■ Try it
Copy out exactly the stretch of the listing below that begins at the line containing "Practice. Locate the palm tree trunk" and ends at the line containing "Target: stucco column", and copy nothing outside it.

■ Extracted entries
--*--
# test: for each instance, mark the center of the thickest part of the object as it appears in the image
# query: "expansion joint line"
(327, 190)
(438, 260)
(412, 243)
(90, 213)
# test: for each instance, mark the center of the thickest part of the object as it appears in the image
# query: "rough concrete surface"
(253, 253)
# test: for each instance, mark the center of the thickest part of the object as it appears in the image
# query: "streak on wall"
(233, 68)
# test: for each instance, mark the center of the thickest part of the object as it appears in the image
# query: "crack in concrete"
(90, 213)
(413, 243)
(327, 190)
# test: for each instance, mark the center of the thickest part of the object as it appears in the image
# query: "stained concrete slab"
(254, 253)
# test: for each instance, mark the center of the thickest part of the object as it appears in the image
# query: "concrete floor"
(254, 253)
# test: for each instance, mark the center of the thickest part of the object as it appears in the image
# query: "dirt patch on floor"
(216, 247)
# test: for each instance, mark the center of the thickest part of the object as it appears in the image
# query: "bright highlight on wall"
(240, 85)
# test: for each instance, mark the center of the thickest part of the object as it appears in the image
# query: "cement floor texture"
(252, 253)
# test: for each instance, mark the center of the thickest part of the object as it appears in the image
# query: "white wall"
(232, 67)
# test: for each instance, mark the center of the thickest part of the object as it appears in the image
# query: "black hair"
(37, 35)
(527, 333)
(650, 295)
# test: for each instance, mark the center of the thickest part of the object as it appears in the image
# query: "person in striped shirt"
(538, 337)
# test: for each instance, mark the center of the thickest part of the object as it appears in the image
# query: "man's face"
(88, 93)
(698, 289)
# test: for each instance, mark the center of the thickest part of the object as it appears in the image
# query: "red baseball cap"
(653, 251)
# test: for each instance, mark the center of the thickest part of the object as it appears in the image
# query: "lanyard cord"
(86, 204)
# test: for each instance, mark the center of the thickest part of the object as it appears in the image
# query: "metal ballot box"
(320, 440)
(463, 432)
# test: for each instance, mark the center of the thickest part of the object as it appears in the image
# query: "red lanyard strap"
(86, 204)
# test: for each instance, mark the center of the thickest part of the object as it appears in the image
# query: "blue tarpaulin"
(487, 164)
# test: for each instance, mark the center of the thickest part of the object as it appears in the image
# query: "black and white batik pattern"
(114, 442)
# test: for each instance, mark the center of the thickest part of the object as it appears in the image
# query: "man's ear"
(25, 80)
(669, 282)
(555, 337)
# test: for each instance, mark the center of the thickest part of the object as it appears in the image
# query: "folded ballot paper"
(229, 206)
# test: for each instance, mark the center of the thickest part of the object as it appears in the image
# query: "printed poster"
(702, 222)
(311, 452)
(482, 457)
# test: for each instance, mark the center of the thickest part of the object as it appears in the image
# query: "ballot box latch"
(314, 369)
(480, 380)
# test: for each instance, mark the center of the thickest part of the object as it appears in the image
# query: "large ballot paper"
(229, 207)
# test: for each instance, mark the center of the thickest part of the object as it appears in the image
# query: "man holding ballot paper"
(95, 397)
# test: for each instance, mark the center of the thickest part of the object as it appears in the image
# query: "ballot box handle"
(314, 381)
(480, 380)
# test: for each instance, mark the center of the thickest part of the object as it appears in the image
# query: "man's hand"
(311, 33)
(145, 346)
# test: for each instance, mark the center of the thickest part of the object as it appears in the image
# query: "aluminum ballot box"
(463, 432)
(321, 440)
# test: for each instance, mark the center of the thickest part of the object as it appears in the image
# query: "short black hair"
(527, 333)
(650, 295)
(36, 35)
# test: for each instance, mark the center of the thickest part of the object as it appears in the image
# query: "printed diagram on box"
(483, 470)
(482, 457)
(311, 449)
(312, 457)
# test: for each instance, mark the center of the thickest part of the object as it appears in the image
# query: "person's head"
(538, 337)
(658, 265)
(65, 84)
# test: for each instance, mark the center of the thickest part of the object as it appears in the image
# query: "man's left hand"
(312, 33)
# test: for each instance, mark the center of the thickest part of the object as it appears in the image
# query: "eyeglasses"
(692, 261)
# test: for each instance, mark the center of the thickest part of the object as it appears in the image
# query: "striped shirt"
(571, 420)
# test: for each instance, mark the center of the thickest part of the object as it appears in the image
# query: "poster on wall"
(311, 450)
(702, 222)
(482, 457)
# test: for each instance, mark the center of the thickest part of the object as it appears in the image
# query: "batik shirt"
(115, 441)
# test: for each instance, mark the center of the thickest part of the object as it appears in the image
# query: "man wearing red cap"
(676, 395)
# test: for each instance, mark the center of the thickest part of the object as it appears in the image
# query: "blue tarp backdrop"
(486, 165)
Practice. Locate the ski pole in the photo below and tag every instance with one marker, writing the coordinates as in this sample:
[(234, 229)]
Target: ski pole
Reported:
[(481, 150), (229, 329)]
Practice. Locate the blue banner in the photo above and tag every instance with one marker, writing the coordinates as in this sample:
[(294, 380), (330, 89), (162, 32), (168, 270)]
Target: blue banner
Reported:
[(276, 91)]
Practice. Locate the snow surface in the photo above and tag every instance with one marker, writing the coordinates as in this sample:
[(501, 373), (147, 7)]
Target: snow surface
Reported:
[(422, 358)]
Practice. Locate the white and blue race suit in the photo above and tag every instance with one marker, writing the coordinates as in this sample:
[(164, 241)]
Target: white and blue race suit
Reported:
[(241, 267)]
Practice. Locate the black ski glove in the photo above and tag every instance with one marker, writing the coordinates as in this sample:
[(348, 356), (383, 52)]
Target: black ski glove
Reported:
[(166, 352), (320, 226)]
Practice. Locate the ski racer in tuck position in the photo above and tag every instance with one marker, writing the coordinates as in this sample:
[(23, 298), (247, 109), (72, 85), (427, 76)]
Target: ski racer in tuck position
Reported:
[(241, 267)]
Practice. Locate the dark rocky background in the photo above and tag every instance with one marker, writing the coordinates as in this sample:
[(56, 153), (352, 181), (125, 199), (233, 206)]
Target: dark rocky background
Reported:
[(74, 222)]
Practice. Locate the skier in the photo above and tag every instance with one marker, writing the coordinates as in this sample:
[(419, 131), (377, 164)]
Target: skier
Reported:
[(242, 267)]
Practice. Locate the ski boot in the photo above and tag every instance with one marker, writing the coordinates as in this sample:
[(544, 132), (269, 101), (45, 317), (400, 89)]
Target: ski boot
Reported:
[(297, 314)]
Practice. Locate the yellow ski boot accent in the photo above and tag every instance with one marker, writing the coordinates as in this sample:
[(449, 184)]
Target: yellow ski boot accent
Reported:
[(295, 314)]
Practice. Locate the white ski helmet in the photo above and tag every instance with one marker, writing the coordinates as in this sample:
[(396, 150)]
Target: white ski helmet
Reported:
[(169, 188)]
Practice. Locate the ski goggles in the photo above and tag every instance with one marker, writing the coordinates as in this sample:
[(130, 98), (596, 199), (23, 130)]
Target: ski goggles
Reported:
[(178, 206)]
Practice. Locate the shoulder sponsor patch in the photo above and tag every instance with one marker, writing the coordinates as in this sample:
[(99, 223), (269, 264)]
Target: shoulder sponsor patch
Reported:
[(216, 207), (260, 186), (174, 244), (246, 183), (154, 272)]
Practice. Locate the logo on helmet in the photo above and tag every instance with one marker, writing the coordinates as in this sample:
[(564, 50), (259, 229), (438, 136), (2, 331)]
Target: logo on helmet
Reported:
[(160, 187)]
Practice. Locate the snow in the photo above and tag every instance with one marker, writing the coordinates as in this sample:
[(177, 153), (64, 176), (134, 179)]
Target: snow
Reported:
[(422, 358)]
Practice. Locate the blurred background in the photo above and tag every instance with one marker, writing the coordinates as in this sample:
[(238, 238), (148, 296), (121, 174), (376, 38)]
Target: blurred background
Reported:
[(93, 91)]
--*--
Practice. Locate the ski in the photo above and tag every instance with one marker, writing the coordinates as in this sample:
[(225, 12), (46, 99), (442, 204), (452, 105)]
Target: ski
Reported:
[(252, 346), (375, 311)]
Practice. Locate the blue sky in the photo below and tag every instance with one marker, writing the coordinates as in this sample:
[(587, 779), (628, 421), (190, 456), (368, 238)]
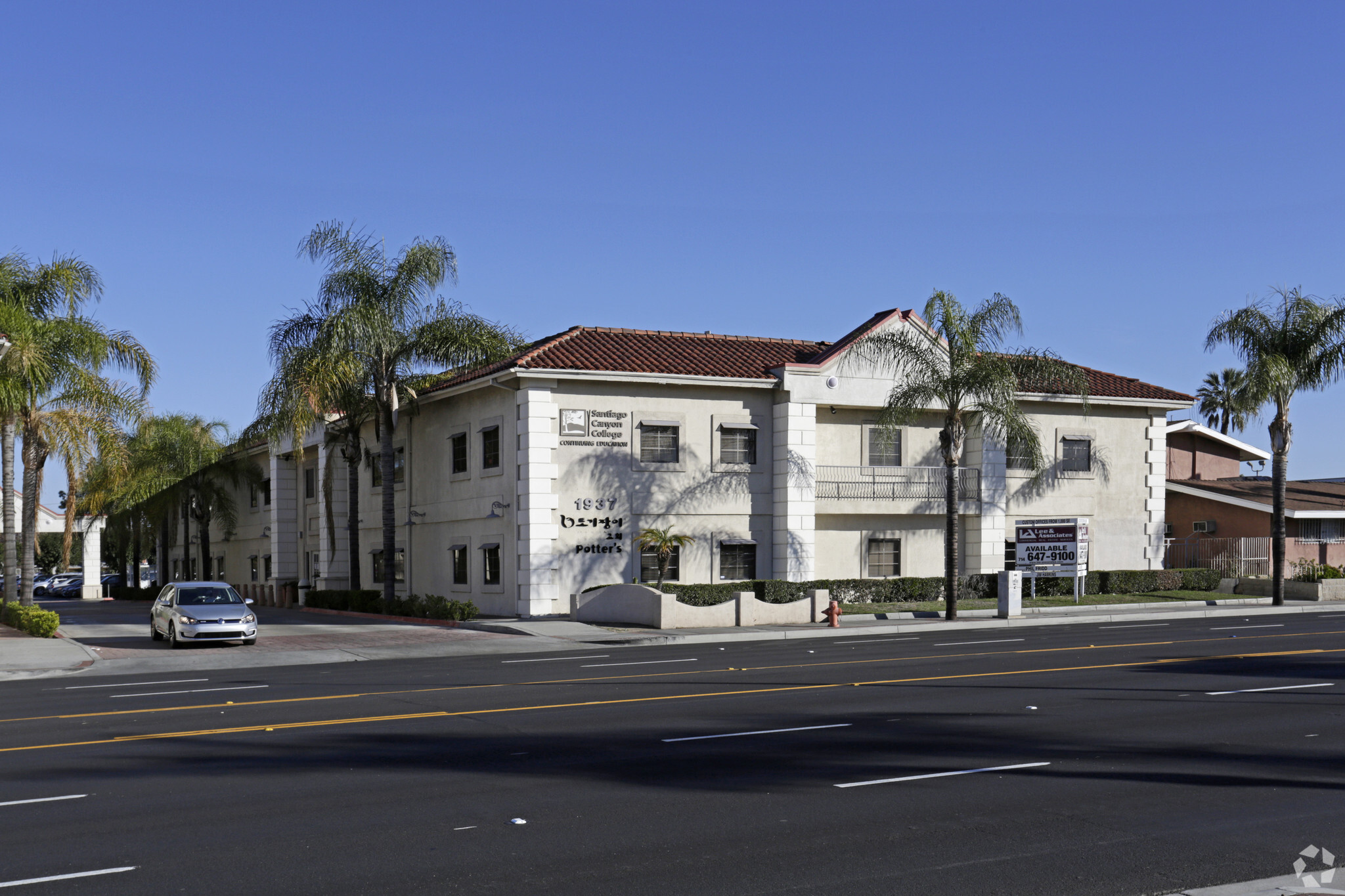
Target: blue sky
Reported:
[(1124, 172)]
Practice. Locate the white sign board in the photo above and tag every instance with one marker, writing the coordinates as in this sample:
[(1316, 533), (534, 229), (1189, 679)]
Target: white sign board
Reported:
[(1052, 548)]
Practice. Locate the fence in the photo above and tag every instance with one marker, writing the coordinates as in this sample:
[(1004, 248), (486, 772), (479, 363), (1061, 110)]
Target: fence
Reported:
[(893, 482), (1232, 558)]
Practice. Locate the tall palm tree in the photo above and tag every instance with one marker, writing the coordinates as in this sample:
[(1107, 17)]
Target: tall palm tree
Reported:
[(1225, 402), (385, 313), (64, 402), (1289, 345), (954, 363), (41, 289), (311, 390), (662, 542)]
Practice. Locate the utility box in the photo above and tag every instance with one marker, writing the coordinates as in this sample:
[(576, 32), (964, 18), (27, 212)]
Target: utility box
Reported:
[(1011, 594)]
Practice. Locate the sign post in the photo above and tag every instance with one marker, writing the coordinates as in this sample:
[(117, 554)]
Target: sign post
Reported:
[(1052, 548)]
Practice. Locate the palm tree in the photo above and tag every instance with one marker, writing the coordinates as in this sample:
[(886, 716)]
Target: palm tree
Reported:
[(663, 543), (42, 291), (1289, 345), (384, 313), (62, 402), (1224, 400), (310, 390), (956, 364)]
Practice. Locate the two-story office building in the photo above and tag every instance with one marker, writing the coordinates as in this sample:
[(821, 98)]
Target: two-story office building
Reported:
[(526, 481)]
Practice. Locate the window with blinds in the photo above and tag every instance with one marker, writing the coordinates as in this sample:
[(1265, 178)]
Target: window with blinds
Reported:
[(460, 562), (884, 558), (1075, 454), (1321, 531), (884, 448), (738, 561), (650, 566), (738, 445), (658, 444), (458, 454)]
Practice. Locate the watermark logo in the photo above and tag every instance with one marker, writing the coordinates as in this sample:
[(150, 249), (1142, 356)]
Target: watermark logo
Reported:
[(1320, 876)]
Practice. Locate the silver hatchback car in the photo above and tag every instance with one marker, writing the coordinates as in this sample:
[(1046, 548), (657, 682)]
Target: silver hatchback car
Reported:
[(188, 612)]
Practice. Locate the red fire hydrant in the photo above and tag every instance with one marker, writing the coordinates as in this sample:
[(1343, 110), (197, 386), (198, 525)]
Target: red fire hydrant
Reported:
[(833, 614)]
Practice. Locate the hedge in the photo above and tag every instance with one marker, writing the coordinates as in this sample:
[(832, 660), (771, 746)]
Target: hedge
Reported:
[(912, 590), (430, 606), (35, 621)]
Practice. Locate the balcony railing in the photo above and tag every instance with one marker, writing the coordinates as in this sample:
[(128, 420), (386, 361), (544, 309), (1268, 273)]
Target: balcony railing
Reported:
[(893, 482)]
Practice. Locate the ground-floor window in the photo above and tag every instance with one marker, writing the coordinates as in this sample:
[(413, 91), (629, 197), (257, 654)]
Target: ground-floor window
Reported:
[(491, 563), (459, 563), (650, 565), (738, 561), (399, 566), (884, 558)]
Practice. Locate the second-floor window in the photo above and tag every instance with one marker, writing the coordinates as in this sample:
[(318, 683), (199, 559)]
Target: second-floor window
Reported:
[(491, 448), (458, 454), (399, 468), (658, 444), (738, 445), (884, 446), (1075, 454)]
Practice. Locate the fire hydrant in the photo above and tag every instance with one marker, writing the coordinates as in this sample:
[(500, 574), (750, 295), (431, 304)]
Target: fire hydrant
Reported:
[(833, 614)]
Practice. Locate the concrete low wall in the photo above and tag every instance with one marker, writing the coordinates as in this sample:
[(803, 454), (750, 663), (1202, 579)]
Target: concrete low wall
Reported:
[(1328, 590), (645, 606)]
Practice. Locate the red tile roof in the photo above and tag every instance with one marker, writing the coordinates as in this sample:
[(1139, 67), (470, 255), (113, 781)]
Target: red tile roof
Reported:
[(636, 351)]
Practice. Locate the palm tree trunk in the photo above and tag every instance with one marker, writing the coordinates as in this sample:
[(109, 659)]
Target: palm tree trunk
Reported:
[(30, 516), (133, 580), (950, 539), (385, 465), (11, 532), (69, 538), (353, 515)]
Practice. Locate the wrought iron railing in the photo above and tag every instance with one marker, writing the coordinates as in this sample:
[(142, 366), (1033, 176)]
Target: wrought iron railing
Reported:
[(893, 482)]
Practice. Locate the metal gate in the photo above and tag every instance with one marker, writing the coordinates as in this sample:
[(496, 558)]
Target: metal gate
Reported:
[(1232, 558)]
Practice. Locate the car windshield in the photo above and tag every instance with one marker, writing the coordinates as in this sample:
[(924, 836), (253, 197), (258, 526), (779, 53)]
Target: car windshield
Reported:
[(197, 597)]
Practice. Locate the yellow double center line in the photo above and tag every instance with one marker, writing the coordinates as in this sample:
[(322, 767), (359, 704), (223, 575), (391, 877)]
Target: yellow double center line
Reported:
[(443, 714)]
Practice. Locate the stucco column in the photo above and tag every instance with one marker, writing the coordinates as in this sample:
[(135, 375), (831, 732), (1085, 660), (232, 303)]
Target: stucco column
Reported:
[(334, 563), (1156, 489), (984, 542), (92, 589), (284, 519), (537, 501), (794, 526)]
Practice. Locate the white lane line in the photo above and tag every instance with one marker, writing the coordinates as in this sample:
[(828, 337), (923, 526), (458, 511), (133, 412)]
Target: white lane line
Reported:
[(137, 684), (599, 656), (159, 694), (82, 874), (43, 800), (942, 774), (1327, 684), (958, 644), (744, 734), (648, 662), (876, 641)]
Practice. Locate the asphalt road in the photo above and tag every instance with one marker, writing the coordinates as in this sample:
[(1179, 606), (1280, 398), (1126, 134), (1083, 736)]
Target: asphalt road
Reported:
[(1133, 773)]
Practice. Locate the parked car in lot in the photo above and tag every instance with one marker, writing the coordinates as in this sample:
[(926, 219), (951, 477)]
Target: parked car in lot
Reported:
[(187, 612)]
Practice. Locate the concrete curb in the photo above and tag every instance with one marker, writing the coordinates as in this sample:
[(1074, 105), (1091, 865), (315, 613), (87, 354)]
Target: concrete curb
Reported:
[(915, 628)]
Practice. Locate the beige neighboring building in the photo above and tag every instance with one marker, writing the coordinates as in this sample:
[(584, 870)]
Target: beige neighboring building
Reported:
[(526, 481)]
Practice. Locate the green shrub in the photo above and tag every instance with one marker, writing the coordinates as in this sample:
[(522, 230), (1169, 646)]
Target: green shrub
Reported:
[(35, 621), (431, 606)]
--*--
■ Answer area
Practice. Locate the palm tree trunk in the photo above and tag every instance with one marker, writing the coordinates as in this sample:
[(109, 659)]
Target: palm tree trunk
Reported:
[(30, 516), (133, 580), (950, 539), (385, 465), (11, 532), (69, 538), (353, 515)]
Practice. Locate the wrought iron railing in the photo above and tag every instance with one marker, writing the coordinates as in this sample:
[(142, 366), (1033, 176)]
Target: wrought iron railing
Reported:
[(893, 482)]
Practice. Locate the metal gate in the photo above and tag every instance with one marker, writing the coordinates as in this sample:
[(496, 558)]
Target: metal gate
Reported:
[(1232, 558)]
Practice. Locate the car windshield in the photo above and tag every instance with one marker, writing the coordinates as in this sample:
[(924, 836), (253, 197), (258, 526), (779, 53)]
Target: car windshield
Reported:
[(197, 597)]
Practice. Locate the yellow double center line in the photo above and tag every instance with one marker, writing the coordinates as in this sample:
[(322, 767), (359, 704), (223, 575), (391, 877)]
Target: yellow double center line
Reported:
[(443, 714)]
Practice. Locate the stucco column in the photo above and tag every instance with one marker, writing the coordinates as in this sample:
[(135, 375), (831, 732), (1085, 660), (232, 303)]
Target: stucco column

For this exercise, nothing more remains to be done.